## Document excerpt

Start

Optional requirements are:

• BLAS + LAPACK for lap operations with the s?den format
• MPI + BLAS + LAPACK + ScaLAPACK for the p?dbc format
• MPI + BLAS + LAPACK + DBCSR for the pdcsr format

### Instructions

1. Enter the src directory.
2. Copy make.inc.example to make.inc and modify it to suit your needs. MSLIBPATH should point to the MatrixSwitch directory (default in make.inc.example is for the version included in the distribution). MatrixSwitch should be compiled with the -DCONV flag. Available options for FPPFLAGS are:
• -DHAVE_MPI: enable MPI parallel routines
• -DHAVE_LAPACK: enable LAPACK routines
• -DHAVE_SCALAPACK: enable ScaLAPACK routines (requires -DHAVE_MPI)
• -DHAVE_PSPBLAS: enable PSPBLAS routines
• -DNORAND: fixed seed for the random number generator. Enable for testing purposes.
• -DCBIND: use ISO_C_BINDING for LOGICAL inputs in the wrapper interfaces. Enable for linking to C.
3. Type make.

### Tests

The examples directory contains a number of small programs that make use of libOMM with MatrixSwitch. These can be useful both for testing the installation and for learning how to use the library. To compile them:

1. Enter the examples directory.
2. Copy make.inc.example to make.inc and modify it to suit your needs. Be aware that make.inc in the src directory will also be used.
3. Type make.

Each example contains a header explaining what the program does and providing sample output to compare against.

## Publications

The algorithms and implementation of the library are described here6.

## Algorithm

The orbital minimization method (OMM) is a class of algorithms for solving the Kohn-Sham (KS) eigenproblem within a density matrix formalism. The basic strategy is to find the set of $n$ Wannier functions (WFs) describing the occupied subspace of a system by direct unconstrained minimization of an appropriately-constructed energy functional. The OMM was originally proposed in the context of linear-scaling DFT, by Mauri, Galli, and Car12, and Ordejón et al.34.

In this original formulation, the energy functional is given by

$\tilde{E} \left[ \mathbf{C} \right] = 2\mathrm{Tr} \left\{\left[ \mathbf{I}_n + \left( \mathbf{I}_n-\mathbf{S}_\mathrm{W} \right) \right] \mathbf{H}_\mathrm{W} \right\}$,

where $\mathbf{C}$ is the matrix of coefficients of the $n$ WFs in the original basis, $\mathbf{I}_n$ is the $n\times n$ identity matrix and $\mathbf{H}_\mathrm{W}$ and $\mathbf{S}_\mathrm{W}$ are the Hamiltonian and overlap matrices in the basis of WFs. It can be shown that, by minimizing $\tilde{E}$ with respect to $\mathbf{C}$, we obtain $\mathbf{S}_\mathrm{W}=\mathbf{I}_n$ and $\tilde{E} \left [ \mathbf{C}_0 \right ] = E_0$, where $\mathbf{C}_0$ describes the occupied subspace, and $E_0$ is the ground-state KS (band) energy.

End

## Data lines
Start

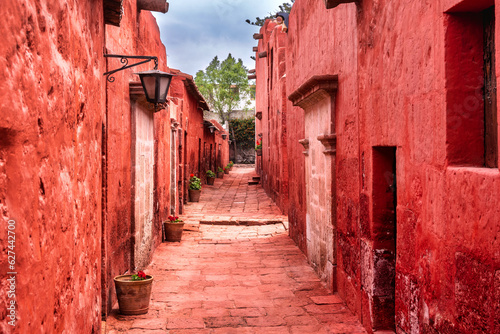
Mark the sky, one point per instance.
(195, 31)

End

## Tasks for this exercise
A. Copy the libOMM documentation word for word, starting with "1. Enter the src" and going on through "for testing purposes.".
B. Pick up the libOMM documentation where it ends and keep writing.
The material has no connection to the libOMM documentation.

## Answers by task
A.
1. Enter the src directory.
2. Copy make.inc.example to make.inc and modify it to suit your needs. MSLIBPATH should point to the MatrixSwitch directory (default in make.inc.example is for the version included in the distribution). MatrixSwitch should be compiled with the -DCONV flag. Available options for FPPFLAGS are:
• -DHAVE_MPI: enable MPI parallel routines
• -DHAVE_LAPACK: enable LAPACK routines
• -DHAVE_SCALAPACK: enable ScaLAPACK routines (requires -DHAVE_MPI)
• -DHAVE_PSPBLAS: enable PSPBLAS routines
• -DNORAND: fixed seed for the random number generator. Enable for testing purposes.

B.
The density matrix in this formalism is computed as

$\mathbf{D} = 2\mathbf{C}\left[ \mathbf{I}_n + \left( \mathbf{I}_n-\mathbf{S}_\mathrm{W} \right) \right] \mathbf{C}^\dagger$,

where $\mathbf{C}^\dagger$ is the Hermitian conjugate of the coefficient matrix. The energy-density matrix that is also needed to calculate stresses and forces is given by

$\mathbf{D}_E = 2\mathbf{C}\mathbf{H}_\mathrm{W} \mathbf{C}^\dagger$

Although the Ordejón-Mauri functional has found applications as a cubic-scaling solver86 (available in the libOMM library), the original linear-scaling implementations found serious problems with local minima, arising from the enforcement of spatial localization for the WFs. In order to solve this, more generalized/advanced versions of the OMM have been proposed, such as that of Kim, Mauri, and Galli5. A comprehensive review of these can be found here9.

## Documentation

The best way of learning how to use libOMM is by example. See the examples in the examples directory for this. The basic idea is very simple: you call omm, providing as input the Hamiltonian and overlap matrices and the number of occupied bands, and receiving as output the ground-state density matrix and Kohn-Sham (band) energy. However, there are a number of important subtleties, due to the choice of different flavours of the OMM functional (Cholesky factorization, preconditioning, etc.), and the fact that the subroutine is typically called many times, looping over MD and SCF iterations, as well as spins and k points.

### Matrices

The first thing to notice is that all matrices in libOMM are handled by MatrixSwitch. This allows for easy usage of different storage formats and implementations of the matrix operations. The matrices have to therefore be passed to omm as type matrix. This is quite easy! Also note that if you are already using one of the allowed formats (e.g., the ScaLAPACK format), you can simply register your matrices with MatrixSwitch without needing to copy any data. You will need to pass to libOMM the 5-character code denoting the storage format and the 3-character code denoting the implementation of the matrix operations to use.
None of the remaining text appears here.